* **Page excerpt**
The four transistor SFD unit cell disclosed in U.S. Pat. No. 4,445,117 is illustrated in the simplified schematic diagram of FIG. 1. The disclosure of U.S. Pat. No. 4,445,117 is incorporated herein by reference in its entirety.
In FIG. 1 each detector 10 is connected to a transistorized output circuit 12 formed on a common substrate therewith. The output circuit 12 includes a source follower metal oxide semiconductor transistor (MOSFET) 14, an enable MOSFET 16 and a dual gate reset MOSFET 18, comprised of transistors 18a and 18b. The drain of the enable transistor 16 is connected to a Drain Bias signal VDD and the source of the enable transistor 16 is connected to the drain of the source follower 14. The source of the source follower transistor 14 is connected to a column output line and to a column multiplexer (not shown in FIG. 1). The gate of the source follower transistor 14 is connected to the output of the photodetector 10 and is also connected through the reset transistors 18a and 18b to a Reset Bias signal VRST. The gate of reset transistor 18b is connected to a reset clock signal (φRST) while the gate of reset transistor 18a is connected to a Row N Select or enable signal.

* **Data rows**
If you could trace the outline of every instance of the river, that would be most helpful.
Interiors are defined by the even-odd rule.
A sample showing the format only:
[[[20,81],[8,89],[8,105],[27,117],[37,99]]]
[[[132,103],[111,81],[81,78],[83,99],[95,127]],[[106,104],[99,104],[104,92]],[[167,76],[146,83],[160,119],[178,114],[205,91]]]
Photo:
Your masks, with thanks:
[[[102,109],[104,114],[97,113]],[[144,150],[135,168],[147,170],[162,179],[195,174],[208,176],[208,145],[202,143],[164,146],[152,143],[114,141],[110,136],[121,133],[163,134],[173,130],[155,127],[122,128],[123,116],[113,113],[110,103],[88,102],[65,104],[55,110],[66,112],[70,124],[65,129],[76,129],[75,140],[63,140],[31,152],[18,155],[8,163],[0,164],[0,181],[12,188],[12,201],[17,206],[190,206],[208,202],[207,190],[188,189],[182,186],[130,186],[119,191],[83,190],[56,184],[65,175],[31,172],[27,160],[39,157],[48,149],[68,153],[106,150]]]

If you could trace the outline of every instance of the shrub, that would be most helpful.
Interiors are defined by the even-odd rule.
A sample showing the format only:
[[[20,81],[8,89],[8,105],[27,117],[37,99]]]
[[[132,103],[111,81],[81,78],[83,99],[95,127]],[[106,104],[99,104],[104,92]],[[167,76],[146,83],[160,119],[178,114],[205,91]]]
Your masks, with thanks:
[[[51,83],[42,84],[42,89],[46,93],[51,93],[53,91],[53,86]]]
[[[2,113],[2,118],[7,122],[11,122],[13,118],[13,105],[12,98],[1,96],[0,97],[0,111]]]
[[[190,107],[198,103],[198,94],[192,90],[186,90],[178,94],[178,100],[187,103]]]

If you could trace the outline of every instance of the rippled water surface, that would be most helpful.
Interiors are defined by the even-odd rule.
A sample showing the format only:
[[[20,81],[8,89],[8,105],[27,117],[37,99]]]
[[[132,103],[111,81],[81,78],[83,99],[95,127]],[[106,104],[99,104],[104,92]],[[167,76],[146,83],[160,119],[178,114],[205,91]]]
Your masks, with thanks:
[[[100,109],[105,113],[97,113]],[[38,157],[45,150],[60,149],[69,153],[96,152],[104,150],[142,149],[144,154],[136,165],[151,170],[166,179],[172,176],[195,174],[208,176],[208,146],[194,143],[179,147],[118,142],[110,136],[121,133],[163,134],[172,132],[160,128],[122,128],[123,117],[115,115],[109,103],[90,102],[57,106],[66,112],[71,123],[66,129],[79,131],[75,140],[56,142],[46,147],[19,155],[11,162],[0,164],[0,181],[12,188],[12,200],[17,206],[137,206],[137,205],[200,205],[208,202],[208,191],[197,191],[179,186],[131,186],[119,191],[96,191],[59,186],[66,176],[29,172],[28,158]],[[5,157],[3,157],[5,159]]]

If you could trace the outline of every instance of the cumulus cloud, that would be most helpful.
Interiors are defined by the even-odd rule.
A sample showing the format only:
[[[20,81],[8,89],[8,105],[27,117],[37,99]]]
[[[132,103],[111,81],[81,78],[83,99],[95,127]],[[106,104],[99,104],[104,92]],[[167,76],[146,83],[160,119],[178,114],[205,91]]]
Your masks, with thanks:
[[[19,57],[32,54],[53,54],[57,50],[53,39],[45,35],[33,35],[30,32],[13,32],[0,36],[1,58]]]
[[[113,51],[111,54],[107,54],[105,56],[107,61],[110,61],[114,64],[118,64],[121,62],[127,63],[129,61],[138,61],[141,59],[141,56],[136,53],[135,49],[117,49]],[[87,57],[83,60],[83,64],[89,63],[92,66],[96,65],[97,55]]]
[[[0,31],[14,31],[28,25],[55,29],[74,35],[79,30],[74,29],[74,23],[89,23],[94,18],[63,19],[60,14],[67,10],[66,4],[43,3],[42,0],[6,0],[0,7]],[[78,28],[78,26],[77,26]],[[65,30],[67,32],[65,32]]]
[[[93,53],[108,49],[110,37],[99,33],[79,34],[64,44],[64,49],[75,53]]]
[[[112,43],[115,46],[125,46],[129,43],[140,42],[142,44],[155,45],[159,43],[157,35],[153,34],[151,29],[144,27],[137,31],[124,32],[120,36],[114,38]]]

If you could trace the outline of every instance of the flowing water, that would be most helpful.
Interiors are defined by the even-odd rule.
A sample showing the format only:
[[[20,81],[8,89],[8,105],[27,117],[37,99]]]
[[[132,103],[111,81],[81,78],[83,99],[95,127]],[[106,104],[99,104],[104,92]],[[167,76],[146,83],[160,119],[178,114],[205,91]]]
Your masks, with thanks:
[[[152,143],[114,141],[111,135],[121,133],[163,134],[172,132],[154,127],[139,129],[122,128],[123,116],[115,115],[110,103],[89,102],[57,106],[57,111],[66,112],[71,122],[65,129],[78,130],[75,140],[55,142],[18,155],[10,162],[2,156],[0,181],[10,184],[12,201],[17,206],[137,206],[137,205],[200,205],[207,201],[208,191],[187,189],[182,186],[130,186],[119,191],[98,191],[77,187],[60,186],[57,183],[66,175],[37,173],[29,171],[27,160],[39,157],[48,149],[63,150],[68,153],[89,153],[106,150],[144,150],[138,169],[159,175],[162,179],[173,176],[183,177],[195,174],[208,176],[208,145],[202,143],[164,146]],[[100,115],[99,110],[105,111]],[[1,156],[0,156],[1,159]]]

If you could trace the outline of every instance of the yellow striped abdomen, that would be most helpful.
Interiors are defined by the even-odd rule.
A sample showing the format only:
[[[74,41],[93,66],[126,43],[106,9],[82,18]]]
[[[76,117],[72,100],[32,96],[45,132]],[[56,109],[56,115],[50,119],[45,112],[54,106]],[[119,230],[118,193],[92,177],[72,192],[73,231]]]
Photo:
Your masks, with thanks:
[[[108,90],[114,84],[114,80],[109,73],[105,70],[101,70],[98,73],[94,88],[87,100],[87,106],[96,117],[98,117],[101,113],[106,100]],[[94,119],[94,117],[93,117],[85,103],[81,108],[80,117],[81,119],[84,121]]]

* **Required task 1**
List each line of the records that contains the word "would".
* **Required task 2**
Pick up the passage on the four-transistor detector output circuit where it ends and continue it.

* **Final answer 1**
If you could trace the outline of every instance of the river, that would be most helpful.
If you could trace the outline of every instance of the shrub, that would be most helpful.
If you could trace the outline of every instance of the rippled water surface, that would be most helpful.
If you could trace the outline of every instance of the cumulus cloud, that would be most helpful.
If you could trace the outline of every instance of the flowing water, that would be most helpful.
If you could trace the outline of every instance of the yellow striped abdomen, that would be most helpful.

* **Final answer 2**
In operation the gate of the source follower transistor 14 accumulates on a capacitance 20 the charge that is sourced by the detector 10 in response to an incident photon flux. The charge that accumulates determines the source voltage of the source follower transistor 14. The capacitance 20 may be a specifically formed capacitor or may represent the associated node capacitance.
The gate of the source follower transistor 14 comprises a floating output node that is periodically reset by the action of reset transistors 18a and 18b. That is, the floating node is periodically reset in synchronism with the application of both the φRST and Row Select N signals.
Each of the Row Select N signals of the array is connected to receive a different row enable clock signal so that the array is row addressable, each of the column output lines carrying an output voltage representing the output signal of the corresponding detectors in the selected row.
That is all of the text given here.